• _What is needed_: Everything in the data below is left aside except the lines from the one containing "Target: metal shovel" through the one containing "Target: yellow dandelion flower"; repeat those exactly.

• _Material provided_:
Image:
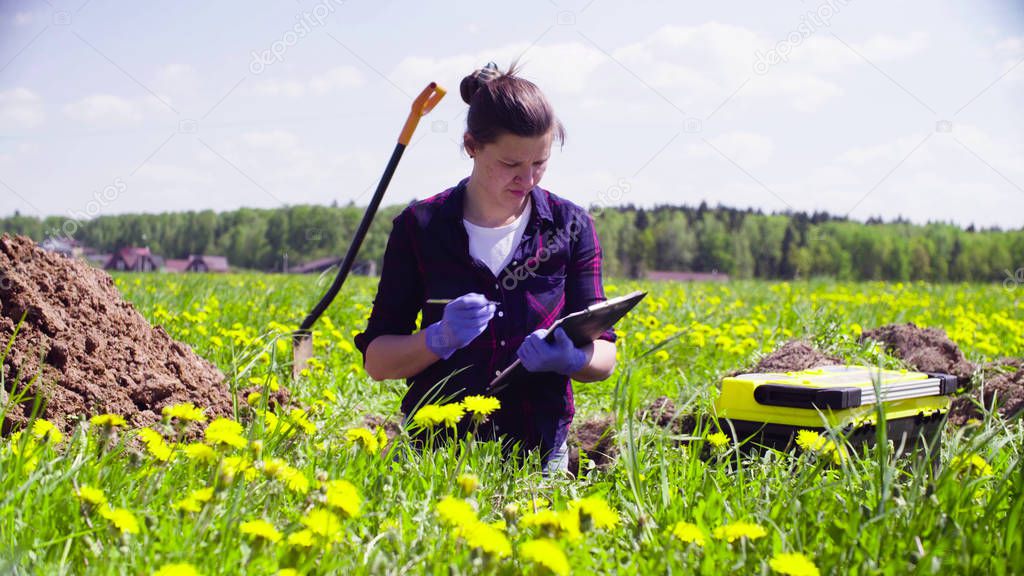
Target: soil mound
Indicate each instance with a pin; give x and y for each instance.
(596, 439)
(927, 350)
(1004, 393)
(92, 352)
(795, 356)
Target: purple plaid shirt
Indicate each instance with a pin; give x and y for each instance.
(555, 270)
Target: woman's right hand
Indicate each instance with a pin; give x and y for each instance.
(465, 318)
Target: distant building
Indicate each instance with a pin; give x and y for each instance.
(198, 262)
(672, 276)
(133, 259)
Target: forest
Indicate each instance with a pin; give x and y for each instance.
(740, 243)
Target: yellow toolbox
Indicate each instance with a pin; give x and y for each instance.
(769, 409)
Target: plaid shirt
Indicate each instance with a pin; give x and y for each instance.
(555, 270)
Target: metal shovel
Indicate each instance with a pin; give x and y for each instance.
(302, 339)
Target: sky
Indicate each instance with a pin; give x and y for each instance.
(859, 108)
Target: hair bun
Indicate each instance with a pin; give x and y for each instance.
(475, 81)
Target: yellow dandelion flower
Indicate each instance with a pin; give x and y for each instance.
(364, 438)
(595, 511)
(688, 533)
(185, 411)
(468, 483)
(324, 524)
(486, 538)
(301, 539)
(456, 511)
(178, 569)
(90, 495)
(480, 405)
(793, 564)
(343, 496)
(44, 429)
(547, 553)
(122, 519)
(109, 420)
(201, 452)
(732, 532)
(718, 440)
(226, 432)
(260, 529)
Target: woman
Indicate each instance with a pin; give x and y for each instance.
(512, 258)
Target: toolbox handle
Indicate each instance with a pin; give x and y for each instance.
(803, 397)
(947, 382)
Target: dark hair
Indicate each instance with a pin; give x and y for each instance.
(503, 103)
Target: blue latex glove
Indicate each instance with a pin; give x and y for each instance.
(561, 356)
(465, 318)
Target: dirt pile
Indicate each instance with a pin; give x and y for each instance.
(1004, 393)
(596, 439)
(795, 356)
(91, 351)
(927, 350)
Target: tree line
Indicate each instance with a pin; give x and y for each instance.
(739, 243)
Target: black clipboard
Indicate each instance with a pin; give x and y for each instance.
(582, 327)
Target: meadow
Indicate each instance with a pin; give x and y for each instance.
(317, 489)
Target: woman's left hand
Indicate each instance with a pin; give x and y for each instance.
(561, 356)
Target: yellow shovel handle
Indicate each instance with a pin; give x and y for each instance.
(423, 104)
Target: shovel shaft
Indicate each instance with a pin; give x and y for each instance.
(302, 338)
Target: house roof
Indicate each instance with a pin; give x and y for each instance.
(213, 263)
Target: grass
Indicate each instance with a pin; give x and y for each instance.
(869, 513)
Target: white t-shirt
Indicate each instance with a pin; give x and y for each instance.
(494, 246)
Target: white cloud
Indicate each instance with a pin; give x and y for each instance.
(173, 174)
(333, 81)
(107, 111)
(279, 140)
(745, 149)
(20, 108)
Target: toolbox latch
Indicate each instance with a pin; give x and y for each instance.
(803, 397)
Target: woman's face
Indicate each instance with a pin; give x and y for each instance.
(507, 169)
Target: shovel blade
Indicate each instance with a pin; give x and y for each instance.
(302, 351)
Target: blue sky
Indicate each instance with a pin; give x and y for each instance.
(860, 108)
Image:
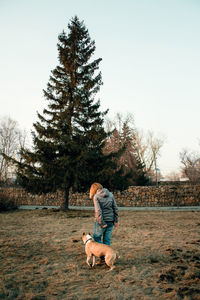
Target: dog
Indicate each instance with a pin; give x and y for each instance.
(93, 249)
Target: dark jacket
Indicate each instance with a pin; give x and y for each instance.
(106, 209)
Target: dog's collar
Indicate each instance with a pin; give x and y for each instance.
(88, 240)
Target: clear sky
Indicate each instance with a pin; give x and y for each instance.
(150, 68)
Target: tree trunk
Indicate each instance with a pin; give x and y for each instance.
(65, 204)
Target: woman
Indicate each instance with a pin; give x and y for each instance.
(106, 213)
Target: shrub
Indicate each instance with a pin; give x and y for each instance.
(6, 203)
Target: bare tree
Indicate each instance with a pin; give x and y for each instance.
(191, 165)
(11, 139)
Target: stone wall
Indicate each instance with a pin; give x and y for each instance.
(150, 196)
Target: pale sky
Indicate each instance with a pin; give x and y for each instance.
(150, 67)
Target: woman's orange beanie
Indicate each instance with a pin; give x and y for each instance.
(93, 189)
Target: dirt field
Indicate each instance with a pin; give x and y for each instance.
(42, 256)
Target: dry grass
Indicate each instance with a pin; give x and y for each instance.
(42, 256)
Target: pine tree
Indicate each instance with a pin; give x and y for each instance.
(69, 137)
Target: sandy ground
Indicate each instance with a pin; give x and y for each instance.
(42, 256)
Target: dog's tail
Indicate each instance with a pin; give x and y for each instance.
(117, 254)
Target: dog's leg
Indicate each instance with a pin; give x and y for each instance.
(88, 261)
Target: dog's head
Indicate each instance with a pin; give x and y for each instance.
(86, 237)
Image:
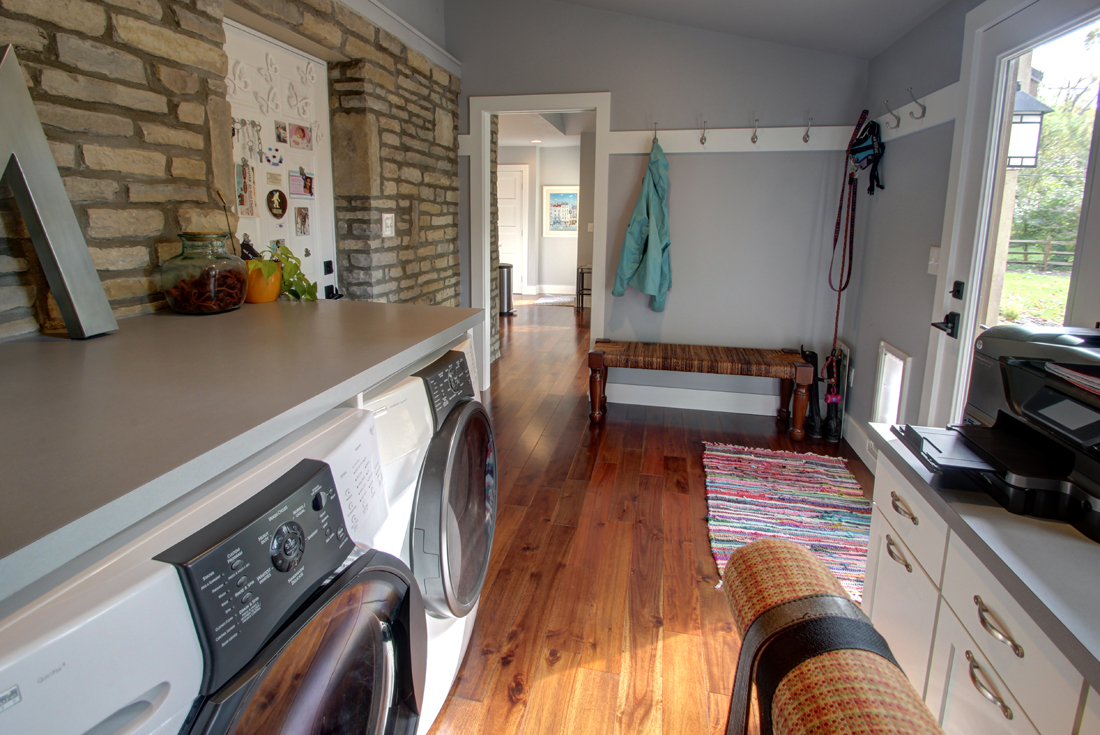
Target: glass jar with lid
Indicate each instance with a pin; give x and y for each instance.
(204, 278)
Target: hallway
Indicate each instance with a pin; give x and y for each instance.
(598, 613)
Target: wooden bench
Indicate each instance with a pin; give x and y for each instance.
(785, 365)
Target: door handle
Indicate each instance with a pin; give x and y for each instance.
(949, 325)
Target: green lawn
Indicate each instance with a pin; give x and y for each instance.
(1034, 298)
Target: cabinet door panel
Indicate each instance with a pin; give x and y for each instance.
(961, 682)
(903, 603)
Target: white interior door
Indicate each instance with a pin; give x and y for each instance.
(512, 218)
(282, 149)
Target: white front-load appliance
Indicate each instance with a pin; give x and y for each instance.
(199, 614)
(439, 469)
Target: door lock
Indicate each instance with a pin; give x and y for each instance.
(949, 325)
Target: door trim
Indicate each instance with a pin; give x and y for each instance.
(971, 183)
(526, 244)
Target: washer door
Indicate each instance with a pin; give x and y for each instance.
(455, 512)
(353, 662)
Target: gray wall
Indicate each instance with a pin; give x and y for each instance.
(673, 75)
(529, 155)
(750, 236)
(557, 255)
(891, 292)
(425, 15)
(587, 201)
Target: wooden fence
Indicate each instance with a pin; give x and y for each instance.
(1041, 253)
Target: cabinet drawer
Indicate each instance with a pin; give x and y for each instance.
(1046, 684)
(923, 530)
(965, 694)
(901, 601)
(1090, 723)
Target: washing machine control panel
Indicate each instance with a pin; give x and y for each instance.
(448, 382)
(246, 572)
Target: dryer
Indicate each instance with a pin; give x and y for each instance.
(439, 469)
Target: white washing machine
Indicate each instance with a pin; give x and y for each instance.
(439, 470)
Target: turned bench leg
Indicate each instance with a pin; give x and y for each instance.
(803, 376)
(597, 386)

• _Response_:
Target: metal shovel
Indicate each instance with a pin; give x and y for each instance.
(302, 339)
Target: sky
Indicate each instance with a pin; give x and y for each instance.
(859, 108)
Target: hair bun
Indicate each instance with a pin; give x and y for each instance.
(475, 81)
Target: yellow dandelion flower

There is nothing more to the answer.